[PROBLEM DESCRIPTION]
In the records below, find each line with the word "every" and copy it.

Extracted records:
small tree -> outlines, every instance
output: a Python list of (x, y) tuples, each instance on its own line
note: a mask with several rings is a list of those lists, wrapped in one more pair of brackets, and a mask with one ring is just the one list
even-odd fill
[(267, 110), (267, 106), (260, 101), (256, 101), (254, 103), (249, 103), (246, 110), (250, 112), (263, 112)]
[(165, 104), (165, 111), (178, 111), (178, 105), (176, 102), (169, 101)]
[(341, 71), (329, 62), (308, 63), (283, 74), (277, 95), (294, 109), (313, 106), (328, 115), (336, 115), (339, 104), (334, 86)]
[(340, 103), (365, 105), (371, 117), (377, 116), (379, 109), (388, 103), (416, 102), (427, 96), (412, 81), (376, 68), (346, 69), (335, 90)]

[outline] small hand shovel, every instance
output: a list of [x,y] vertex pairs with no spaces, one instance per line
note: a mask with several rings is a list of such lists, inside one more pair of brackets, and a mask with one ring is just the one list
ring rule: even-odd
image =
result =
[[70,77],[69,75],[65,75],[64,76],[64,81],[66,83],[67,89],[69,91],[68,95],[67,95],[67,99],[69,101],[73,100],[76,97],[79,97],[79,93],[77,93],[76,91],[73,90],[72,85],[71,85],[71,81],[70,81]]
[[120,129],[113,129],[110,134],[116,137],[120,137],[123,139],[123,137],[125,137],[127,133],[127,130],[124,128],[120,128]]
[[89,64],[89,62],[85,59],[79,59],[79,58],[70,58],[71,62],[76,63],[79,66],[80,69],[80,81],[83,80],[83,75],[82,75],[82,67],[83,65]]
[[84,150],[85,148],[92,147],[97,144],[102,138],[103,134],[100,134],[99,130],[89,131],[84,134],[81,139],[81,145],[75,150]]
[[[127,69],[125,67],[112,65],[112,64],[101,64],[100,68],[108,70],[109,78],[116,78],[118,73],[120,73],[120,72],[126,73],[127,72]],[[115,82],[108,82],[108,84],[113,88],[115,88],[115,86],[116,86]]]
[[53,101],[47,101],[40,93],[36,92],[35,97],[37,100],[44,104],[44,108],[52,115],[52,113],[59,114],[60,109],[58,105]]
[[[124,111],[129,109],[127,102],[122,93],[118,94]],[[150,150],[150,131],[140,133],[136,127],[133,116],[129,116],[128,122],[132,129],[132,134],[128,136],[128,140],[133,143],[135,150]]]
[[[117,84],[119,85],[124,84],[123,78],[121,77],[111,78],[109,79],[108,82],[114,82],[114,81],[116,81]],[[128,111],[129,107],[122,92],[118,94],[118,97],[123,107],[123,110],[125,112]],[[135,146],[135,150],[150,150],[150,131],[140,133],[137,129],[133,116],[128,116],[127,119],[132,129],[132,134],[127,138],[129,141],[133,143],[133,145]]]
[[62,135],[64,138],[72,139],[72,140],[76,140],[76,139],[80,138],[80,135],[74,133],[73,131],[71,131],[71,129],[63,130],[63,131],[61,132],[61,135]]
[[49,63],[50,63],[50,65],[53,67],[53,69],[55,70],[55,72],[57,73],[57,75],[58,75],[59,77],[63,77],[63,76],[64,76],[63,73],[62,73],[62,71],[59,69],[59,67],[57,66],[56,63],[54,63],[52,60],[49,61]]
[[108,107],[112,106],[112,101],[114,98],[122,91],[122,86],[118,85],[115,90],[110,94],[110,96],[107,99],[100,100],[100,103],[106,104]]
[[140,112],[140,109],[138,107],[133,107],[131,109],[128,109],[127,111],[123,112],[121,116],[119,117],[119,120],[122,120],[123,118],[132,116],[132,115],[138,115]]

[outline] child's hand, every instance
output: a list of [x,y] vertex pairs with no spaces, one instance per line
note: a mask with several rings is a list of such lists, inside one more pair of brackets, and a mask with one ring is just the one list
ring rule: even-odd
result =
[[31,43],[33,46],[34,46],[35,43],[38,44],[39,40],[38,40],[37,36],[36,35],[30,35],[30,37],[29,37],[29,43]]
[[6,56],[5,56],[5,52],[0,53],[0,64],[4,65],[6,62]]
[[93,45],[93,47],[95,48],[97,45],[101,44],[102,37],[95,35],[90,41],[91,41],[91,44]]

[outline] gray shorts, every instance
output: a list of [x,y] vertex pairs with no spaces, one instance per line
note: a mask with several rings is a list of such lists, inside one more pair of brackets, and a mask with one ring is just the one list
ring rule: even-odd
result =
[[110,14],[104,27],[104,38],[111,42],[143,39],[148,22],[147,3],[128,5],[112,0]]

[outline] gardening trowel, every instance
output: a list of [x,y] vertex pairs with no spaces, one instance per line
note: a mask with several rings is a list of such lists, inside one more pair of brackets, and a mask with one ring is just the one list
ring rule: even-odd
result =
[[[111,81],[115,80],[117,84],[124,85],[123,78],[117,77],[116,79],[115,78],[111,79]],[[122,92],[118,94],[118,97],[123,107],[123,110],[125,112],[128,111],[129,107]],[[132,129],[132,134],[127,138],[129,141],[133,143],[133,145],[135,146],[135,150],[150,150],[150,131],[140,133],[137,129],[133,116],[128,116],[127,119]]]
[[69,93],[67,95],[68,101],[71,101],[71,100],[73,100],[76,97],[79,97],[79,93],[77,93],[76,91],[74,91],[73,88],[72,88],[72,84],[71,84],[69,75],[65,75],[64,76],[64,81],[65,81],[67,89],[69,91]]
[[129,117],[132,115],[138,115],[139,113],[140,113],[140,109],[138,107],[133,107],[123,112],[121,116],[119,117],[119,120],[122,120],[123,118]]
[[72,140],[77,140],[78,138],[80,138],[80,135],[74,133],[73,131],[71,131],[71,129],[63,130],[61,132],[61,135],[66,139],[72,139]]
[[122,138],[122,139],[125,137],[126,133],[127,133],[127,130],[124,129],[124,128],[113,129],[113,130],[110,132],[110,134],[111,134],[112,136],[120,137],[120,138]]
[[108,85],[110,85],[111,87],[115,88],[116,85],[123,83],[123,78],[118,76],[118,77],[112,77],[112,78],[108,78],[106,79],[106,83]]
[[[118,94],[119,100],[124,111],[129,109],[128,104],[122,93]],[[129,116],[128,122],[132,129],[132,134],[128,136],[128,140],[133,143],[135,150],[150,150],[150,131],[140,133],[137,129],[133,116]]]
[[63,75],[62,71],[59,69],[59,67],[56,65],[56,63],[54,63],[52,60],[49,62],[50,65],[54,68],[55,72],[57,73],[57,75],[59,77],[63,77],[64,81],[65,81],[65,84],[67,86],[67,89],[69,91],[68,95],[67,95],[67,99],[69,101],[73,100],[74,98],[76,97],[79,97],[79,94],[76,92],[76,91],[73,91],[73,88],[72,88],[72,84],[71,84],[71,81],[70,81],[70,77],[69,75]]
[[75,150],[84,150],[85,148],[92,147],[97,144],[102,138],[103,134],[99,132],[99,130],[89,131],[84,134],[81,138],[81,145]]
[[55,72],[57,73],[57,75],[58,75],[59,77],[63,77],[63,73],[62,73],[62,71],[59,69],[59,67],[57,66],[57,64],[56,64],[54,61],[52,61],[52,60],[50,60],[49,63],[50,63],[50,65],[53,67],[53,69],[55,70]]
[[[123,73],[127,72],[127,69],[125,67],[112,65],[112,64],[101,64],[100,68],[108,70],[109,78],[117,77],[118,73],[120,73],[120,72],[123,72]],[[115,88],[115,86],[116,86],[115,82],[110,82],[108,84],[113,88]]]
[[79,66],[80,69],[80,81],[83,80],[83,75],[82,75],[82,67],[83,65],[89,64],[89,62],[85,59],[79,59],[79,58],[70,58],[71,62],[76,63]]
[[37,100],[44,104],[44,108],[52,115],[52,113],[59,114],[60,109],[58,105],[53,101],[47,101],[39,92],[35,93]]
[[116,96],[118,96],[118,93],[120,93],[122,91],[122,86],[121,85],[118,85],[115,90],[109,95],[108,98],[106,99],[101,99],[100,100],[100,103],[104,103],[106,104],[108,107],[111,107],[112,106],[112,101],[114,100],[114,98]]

[RESPONSE TO THIS TASK]
small tree -> outlines, every instance
[outline] small hand shovel, every instance
[outline] child's hand, every instance
[outline] gray shorts, every instance
[outline] gardening trowel, every instance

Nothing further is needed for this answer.